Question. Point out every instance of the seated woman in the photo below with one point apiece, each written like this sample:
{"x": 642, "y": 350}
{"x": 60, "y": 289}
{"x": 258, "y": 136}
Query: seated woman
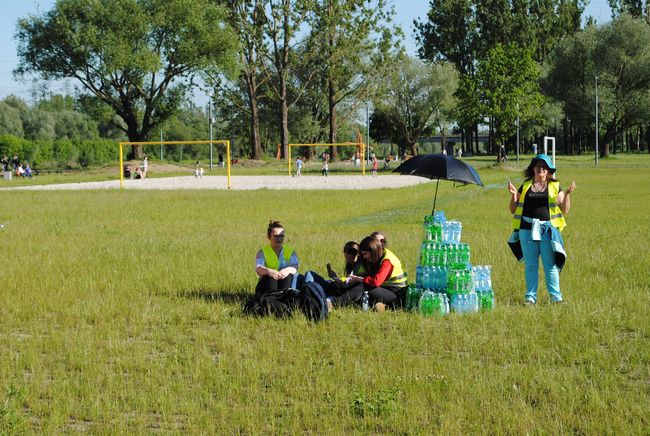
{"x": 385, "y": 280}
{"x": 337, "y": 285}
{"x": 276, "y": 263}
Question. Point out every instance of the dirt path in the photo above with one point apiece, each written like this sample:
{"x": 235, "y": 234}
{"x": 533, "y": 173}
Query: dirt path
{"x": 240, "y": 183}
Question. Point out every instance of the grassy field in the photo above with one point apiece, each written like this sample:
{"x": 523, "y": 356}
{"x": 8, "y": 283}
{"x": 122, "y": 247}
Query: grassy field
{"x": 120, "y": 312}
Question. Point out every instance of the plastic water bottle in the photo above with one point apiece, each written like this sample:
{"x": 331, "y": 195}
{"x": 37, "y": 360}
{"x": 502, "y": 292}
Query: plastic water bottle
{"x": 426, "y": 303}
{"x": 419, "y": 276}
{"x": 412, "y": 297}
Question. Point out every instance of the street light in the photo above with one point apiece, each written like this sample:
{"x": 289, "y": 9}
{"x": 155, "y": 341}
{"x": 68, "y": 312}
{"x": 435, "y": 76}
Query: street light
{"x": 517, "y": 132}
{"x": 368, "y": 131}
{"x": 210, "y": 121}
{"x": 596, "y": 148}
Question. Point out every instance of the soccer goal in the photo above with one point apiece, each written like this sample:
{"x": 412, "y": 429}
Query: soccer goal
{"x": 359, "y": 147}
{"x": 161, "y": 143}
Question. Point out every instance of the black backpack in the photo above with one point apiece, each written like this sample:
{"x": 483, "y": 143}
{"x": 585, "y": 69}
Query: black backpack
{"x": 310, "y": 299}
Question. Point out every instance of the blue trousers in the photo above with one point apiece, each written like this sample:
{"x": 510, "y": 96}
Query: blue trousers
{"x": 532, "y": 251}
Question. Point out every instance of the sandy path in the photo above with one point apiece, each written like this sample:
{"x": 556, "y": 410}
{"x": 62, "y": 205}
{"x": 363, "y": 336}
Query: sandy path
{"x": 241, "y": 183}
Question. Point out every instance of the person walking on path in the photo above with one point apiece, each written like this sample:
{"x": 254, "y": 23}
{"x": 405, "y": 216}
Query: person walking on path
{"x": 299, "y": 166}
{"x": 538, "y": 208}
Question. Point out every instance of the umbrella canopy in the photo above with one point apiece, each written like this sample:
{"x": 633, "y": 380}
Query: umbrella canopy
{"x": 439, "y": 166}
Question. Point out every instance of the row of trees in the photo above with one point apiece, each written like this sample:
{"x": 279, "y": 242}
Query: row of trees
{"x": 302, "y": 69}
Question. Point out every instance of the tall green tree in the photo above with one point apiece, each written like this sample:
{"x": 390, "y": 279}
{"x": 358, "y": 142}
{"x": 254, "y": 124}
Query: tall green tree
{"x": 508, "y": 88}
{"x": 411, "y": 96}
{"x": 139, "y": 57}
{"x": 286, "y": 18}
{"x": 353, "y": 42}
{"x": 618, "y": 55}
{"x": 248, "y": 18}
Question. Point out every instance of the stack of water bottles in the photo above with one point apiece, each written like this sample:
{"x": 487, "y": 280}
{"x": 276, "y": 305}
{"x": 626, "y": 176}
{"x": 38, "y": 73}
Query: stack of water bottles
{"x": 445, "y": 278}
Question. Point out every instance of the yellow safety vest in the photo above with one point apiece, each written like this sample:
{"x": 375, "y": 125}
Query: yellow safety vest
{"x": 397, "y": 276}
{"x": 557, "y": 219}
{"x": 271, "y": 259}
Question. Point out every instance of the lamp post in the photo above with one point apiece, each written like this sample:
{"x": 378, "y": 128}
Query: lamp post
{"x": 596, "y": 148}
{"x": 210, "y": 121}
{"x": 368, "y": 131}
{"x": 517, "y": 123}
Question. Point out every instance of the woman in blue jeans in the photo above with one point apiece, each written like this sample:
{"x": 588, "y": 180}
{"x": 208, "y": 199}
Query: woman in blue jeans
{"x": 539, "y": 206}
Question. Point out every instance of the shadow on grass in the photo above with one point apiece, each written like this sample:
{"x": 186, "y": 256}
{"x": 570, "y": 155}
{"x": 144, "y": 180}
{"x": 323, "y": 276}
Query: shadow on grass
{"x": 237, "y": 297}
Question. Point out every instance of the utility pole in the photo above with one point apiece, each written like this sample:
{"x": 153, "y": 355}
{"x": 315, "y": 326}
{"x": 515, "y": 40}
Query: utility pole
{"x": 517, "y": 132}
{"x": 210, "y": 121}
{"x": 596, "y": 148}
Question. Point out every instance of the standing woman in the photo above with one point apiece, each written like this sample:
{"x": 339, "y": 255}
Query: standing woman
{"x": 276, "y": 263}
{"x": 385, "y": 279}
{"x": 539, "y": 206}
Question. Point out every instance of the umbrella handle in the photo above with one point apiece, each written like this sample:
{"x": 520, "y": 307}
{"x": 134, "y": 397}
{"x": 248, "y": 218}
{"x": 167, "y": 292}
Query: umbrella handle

--

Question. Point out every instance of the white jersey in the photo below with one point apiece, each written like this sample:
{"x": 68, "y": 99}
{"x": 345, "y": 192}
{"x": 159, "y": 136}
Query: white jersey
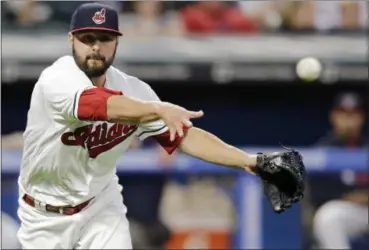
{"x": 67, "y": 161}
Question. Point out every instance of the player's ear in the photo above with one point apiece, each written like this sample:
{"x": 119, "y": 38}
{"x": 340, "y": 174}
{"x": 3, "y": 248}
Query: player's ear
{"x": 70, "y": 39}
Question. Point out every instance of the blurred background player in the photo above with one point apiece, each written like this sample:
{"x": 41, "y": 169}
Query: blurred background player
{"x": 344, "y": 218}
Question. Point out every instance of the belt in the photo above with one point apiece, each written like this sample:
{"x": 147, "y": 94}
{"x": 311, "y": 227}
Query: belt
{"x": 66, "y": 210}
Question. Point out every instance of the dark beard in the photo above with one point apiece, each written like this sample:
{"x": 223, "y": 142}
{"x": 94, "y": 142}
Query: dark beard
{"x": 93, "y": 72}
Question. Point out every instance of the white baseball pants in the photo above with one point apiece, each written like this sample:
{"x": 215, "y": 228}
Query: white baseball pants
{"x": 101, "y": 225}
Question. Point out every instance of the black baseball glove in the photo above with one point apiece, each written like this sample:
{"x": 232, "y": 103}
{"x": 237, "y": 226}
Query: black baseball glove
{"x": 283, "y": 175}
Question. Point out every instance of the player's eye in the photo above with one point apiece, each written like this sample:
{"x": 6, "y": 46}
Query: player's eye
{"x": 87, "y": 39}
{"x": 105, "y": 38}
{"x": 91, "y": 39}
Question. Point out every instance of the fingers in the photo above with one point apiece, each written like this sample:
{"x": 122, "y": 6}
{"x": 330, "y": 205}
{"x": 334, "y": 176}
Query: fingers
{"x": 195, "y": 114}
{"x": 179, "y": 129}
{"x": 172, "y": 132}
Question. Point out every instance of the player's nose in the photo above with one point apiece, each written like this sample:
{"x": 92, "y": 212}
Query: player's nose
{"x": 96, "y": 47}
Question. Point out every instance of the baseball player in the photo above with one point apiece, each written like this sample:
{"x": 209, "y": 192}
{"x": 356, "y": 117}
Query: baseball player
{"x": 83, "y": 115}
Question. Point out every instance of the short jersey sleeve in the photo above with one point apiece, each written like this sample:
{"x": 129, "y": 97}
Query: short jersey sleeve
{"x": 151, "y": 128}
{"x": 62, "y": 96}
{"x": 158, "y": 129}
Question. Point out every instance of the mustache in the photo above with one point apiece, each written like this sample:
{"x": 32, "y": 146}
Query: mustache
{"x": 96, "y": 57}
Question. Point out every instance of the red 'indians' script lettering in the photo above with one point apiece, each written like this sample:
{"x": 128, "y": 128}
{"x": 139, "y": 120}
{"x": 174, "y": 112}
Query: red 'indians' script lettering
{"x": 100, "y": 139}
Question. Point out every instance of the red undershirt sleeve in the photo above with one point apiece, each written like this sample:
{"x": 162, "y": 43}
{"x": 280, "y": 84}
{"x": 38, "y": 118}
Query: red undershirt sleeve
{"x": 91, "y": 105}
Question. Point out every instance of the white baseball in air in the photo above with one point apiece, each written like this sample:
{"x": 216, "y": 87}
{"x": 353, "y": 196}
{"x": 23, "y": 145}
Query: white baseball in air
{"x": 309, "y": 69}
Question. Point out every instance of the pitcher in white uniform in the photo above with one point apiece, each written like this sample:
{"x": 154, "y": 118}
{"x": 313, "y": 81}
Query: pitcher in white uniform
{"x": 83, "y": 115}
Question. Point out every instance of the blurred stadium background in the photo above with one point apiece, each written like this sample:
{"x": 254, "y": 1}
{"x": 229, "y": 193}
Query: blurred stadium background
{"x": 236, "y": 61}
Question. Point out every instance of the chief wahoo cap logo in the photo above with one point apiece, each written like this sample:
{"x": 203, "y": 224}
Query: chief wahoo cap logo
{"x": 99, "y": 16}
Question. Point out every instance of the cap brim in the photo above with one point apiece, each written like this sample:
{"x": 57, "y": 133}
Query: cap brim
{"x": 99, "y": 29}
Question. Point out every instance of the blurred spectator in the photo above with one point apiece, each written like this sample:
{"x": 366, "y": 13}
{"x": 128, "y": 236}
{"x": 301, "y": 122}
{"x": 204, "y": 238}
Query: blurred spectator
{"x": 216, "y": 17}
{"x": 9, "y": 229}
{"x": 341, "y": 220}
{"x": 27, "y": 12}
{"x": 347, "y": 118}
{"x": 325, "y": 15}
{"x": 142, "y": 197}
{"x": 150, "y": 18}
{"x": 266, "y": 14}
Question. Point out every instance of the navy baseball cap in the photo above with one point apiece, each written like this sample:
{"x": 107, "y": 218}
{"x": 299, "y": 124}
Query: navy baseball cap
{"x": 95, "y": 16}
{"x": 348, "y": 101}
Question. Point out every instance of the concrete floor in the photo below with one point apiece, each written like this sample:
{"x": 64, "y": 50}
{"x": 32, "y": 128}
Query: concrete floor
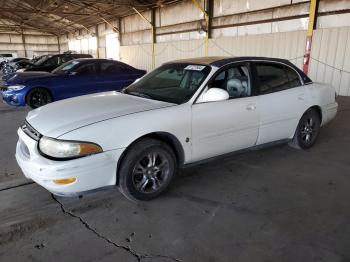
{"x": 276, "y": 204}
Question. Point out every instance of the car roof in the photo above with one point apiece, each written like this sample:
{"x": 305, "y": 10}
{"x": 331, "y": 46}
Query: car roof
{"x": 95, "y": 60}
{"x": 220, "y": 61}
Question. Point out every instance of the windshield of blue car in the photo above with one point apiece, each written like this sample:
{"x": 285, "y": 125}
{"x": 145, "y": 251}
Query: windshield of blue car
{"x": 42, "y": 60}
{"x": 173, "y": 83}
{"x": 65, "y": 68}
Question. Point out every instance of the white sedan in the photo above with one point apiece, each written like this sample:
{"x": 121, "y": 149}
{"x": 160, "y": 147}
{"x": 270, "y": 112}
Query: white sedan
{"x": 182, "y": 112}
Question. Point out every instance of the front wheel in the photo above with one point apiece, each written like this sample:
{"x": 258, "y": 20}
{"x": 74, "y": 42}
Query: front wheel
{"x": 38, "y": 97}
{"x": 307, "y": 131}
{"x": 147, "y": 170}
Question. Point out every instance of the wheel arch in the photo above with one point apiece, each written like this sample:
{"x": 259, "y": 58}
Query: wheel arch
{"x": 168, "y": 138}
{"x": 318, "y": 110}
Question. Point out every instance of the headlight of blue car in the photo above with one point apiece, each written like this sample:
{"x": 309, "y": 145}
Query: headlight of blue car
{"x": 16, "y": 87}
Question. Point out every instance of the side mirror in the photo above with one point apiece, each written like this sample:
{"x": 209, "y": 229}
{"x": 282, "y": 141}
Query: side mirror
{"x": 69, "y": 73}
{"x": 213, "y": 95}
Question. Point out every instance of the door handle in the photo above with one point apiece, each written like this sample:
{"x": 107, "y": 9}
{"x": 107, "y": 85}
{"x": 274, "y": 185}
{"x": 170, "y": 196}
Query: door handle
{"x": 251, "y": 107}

- **Exercise**
In the lines above, find the word "below" and copy each line that contains it.

- **Your response**
Question. Point out every instance of the seated woman in the photo below with one point apiece, each written like this sample:
Question. Point out every instance of the white jersey in the photo below with one point apiece, each written like this sample:
Question. Point out every instance of the concrete floor in the photo below with one point apiece, each written like this sample:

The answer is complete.